Source records:
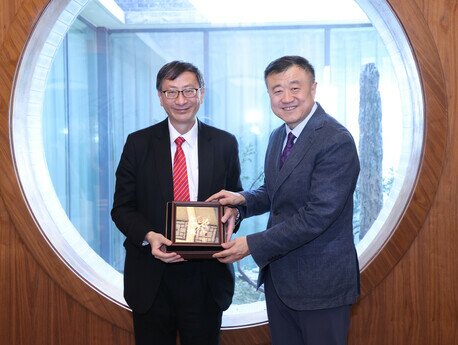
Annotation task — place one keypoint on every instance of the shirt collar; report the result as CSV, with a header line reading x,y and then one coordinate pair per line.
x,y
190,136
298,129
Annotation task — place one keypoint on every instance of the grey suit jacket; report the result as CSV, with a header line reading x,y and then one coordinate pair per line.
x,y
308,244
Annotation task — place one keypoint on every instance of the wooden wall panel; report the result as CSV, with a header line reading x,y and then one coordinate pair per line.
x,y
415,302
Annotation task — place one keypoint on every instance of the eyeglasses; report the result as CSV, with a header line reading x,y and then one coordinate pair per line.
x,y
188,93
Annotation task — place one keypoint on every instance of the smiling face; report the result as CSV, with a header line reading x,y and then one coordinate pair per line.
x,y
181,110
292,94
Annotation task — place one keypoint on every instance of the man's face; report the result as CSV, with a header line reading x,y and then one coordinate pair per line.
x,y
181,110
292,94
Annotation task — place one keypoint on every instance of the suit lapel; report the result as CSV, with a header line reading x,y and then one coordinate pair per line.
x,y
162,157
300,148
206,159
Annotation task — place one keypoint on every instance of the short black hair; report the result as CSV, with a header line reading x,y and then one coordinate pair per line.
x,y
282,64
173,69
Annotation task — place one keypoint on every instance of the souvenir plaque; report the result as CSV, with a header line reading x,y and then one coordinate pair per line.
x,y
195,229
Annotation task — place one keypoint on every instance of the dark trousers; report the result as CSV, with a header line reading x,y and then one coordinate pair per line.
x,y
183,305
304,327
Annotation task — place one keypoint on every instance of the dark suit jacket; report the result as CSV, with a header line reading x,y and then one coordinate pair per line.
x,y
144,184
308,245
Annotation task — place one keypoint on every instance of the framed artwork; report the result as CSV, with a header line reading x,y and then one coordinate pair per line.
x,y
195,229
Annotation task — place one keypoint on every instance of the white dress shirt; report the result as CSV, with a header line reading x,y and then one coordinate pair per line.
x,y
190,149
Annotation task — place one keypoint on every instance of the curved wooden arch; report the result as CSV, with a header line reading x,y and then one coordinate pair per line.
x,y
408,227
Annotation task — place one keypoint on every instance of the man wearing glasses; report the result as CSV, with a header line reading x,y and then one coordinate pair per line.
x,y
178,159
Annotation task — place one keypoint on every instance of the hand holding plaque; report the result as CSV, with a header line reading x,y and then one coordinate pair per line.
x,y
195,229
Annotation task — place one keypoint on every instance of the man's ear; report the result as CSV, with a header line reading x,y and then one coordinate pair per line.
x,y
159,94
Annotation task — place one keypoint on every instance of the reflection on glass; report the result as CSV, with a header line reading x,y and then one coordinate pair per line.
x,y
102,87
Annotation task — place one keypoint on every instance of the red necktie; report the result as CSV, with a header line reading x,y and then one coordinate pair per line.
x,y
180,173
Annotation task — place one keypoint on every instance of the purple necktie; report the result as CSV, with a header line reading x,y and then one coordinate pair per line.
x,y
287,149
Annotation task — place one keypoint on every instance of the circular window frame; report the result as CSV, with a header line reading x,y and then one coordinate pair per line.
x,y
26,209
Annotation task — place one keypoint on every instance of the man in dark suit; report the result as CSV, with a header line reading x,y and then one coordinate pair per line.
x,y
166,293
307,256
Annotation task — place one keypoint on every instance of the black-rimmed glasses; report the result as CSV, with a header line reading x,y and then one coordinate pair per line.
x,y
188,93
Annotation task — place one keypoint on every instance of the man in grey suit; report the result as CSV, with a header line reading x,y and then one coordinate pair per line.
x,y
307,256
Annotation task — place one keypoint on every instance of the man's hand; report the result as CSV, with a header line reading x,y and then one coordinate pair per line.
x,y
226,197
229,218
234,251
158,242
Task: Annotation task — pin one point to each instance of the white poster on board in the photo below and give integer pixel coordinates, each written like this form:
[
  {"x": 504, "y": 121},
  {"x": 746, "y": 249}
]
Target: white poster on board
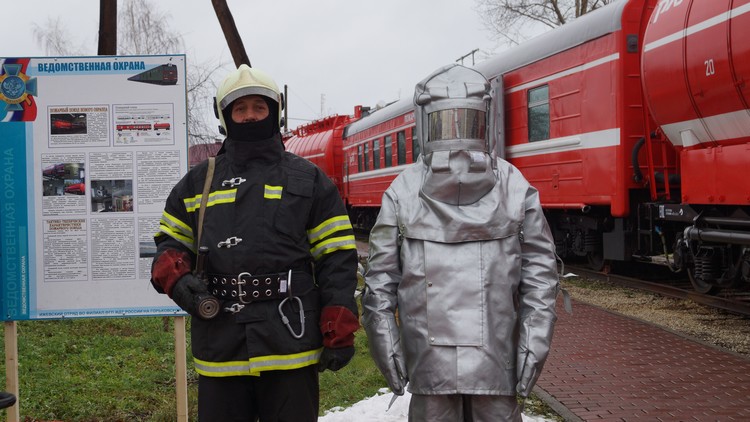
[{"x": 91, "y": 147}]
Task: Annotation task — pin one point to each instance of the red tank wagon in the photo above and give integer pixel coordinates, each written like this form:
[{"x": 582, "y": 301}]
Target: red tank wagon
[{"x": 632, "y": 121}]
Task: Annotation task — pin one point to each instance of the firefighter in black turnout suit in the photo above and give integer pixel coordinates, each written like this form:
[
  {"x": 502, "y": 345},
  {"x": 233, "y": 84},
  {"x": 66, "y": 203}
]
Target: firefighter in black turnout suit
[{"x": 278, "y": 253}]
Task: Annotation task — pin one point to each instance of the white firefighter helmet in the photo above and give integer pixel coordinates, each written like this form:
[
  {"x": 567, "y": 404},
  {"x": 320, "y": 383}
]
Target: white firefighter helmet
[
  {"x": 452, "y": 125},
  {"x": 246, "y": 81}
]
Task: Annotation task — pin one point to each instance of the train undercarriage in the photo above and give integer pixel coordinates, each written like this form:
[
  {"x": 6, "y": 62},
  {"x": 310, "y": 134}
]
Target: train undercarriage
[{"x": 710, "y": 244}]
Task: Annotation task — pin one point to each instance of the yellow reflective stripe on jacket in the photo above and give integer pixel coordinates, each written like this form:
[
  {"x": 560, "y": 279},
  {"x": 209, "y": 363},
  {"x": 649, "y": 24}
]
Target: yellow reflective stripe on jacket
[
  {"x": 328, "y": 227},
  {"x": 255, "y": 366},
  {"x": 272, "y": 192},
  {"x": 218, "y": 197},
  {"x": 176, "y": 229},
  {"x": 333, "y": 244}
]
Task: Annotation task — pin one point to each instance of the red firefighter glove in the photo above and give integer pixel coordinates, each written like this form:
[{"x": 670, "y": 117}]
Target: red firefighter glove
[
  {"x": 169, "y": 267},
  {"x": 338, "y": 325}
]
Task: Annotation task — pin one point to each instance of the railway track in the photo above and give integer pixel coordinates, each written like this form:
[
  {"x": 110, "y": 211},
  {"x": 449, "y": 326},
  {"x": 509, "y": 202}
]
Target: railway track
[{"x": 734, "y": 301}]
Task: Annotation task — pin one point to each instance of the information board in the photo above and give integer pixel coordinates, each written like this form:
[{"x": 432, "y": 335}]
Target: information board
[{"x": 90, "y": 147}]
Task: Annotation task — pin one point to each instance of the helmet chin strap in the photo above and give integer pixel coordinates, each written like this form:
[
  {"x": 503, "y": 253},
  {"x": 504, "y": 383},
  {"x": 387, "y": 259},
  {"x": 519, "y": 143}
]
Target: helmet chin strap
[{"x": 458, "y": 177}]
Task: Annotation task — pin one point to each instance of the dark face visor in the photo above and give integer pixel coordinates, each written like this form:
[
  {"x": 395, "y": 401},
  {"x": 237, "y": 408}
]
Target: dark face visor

(What to work on) Give the lines of the entries, starting with the line that contains "the dark face" and going on through the end of the entries, as a Markdown table with the columns "No." and "Line". Number each row and leave out any blank lines.

(Written response)
| No. | Line |
|---|---|
| 1 | Task: Annotation task — pin one point to each instance of the dark face visor in the photo above and give integer pixel coordinates, each written like this form: |
| 2 | [ |
| 3 |   {"x": 395, "y": 401}, |
| 4 |   {"x": 237, "y": 408} |
| 5 | ] |
| 6 | Target: dark face visor |